## [ИСХОДНЫЕ ДАННЫЕ]
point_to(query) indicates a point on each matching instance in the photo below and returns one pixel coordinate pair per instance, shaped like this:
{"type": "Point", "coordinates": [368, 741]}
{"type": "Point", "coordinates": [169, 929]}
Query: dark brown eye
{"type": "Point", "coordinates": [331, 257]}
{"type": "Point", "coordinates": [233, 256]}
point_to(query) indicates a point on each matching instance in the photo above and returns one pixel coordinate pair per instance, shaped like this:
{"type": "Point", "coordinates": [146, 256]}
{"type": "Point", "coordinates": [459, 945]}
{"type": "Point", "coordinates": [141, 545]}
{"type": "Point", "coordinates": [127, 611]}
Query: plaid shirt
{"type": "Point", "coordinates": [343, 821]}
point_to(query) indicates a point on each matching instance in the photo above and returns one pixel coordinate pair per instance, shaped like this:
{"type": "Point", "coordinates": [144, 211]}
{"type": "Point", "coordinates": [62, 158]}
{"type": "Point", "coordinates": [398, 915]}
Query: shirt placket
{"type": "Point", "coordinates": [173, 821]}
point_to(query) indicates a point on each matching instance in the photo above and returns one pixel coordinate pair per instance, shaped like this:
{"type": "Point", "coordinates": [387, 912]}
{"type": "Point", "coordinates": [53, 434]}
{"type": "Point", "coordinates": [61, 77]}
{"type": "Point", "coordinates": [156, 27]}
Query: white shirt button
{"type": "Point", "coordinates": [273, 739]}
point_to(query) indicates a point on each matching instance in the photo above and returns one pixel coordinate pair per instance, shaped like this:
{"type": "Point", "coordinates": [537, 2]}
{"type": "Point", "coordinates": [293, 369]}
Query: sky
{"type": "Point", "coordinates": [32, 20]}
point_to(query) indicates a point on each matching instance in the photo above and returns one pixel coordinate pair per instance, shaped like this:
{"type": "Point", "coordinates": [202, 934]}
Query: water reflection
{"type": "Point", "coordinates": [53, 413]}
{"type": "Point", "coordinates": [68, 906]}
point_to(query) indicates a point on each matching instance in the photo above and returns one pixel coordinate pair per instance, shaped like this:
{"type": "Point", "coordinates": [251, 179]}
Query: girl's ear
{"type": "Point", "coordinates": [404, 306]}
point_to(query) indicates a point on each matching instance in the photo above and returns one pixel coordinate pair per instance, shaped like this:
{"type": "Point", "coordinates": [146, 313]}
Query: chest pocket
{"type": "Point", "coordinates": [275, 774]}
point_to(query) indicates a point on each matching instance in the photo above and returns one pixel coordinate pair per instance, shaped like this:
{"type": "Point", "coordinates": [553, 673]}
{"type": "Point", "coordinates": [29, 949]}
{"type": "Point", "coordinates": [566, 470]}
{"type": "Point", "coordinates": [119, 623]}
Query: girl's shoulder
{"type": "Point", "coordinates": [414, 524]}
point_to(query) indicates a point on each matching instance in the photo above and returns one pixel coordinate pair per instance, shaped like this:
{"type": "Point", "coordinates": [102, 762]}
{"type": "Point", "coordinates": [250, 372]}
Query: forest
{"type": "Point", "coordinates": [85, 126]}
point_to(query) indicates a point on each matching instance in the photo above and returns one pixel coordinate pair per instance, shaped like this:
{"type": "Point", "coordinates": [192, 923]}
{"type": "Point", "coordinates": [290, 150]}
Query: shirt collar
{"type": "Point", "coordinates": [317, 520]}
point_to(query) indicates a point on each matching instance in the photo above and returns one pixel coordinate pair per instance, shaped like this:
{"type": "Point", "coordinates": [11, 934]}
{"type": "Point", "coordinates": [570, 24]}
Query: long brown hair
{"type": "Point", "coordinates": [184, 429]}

## [ЗАДАНИЕ]
Замени в этом списке «shirt» на «blouse» и перепиши его целиком, больше ничего не трогая.

## [РЕШЕНИЕ]
point_to(query) indicates a point on each matching instance in the photo below and returns one pixel coordinate pair per instance, shaped like this:
{"type": "Point", "coordinates": [368, 741]}
{"type": "Point", "coordinates": [169, 929]}
Query: dark brown eye
{"type": "Point", "coordinates": [331, 257]}
{"type": "Point", "coordinates": [233, 256]}
point_to(query) indicates a point on each matching instance in the photo above and returns one pixel coordinate pair per instance, shaped like this:
{"type": "Point", "coordinates": [146, 256]}
{"type": "Point", "coordinates": [459, 945]}
{"type": "Point", "coordinates": [141, 545]}
{"type": "Point", "coordinates": [127, 611]}
Query: plaid blouse
{"type": "Point", "coordinates": [343, 821]}
point_to(query) indicates a point on each matching instance in the photo above and returns one pixel coordinate pair per instance, shaped like this:
{"type": "Point", "coordinates": [144, 211]}
{"type": "Point", "coordinates": [62, 158]}
{"type": "Point", "coordinates": [398, 915]}
Query: blouse placket
{"type": "Point", "coordinates": [173, 821]}
point_to(query) indicates a point on each matching instance in the photo above and returns one pixel coordinate pair per instance, shaped like this:
{"type": "Point", "coordinates": [387, 912]}
{"type": "Point", "coordinates": [53, 434]}
{"type": "Point", "coordinates": [61, 77]}
{"type": "Point", "coordinates": [156, 27]}
Query: white blouse button
{"type": "Point", "coordinates": [273, 739]}
point_to(query) indicates a point on each matching instance in the photo above and returns one pixel coordinate pair per instance, shaped like this:
{"type": "Point", "coordinates": [537, 2]}
{"type": "Point", "coordinates": [293, 369]}
Query: sky
{"type": "Point", "coordinates": [32, 20]}
point_to(query) indicates a point on each matching instance in the photo above and returns one pixel coordinate pair per instance, shaped like this:
{"type": "Point", "coordinates": [202, 934]}
Query: water reflection
{"type": "Point", "coordinates": [53, 413]}
{"type": "Point", "coordinates": [68, 906]}
point_to(query) indicates a point on each matching instance in the photo above and returns one pixel coordinate pair per instance, shaped like this:
{"type": "Point", "coordinates": [251, 179]}
Query: girl's ear
{"type": "Point", "coordinates": [404, 306]}
point_to(query) indicates a point on each matching instance in the photo above and returns one pixel coordinate pair per instance, shaped like this:
{"type": "Point", "coordinates": [146, 313]}
Query: chest pocket
{"type": "Point", "coordinates": [275, 774]}
point_to(query) indicates a point on each matching instance in the photo above and returns one pixel coordinate pair per instance, shaped like this:
{"type": "Point", "coordinates": [553, 673]}
{"type": "Point", "coordinates": [29, 949]}
{"type": "Point", "coordinates": [566, 470]}
{"type": "Point", "coordinates": [119, 623]}
Query: girl's shoulder
{"type": "Point", "coordinates": [414, 524]}
point_to(query) indicates a point on each matching instance in the photo above and returns one pixel coordinate pair per instance, shaped like this:
{"type": "Point", "coordinates": [102, 762]}
{"type": "Point", "coordinates": [250, 372]}
Query: forest
{"type": "Point", "coordinates": [85, 126]}
point_to(query) indicates a point on each matching instance in the photo above and returns one pixel coordinate pair per instance, shaped like this:
{"type": "Point", "coordinates": [192, 923]}
{"type": "Point", "coordinates": [290, 150]}
Query: blouse collar
{"type": "Point", "coordinates": [317, 520]}
point_to(query) indicates a point on each matching instance in the photo above and returns one pixel coordinate pair per instance, shaped like this:
{"type": "Point", "coordinates": [11, 934]}
{"type": "Point", "coordinates": [570, 24]}
Query: long brown hair
{"type": "Point", "coordinates": [184, 429]}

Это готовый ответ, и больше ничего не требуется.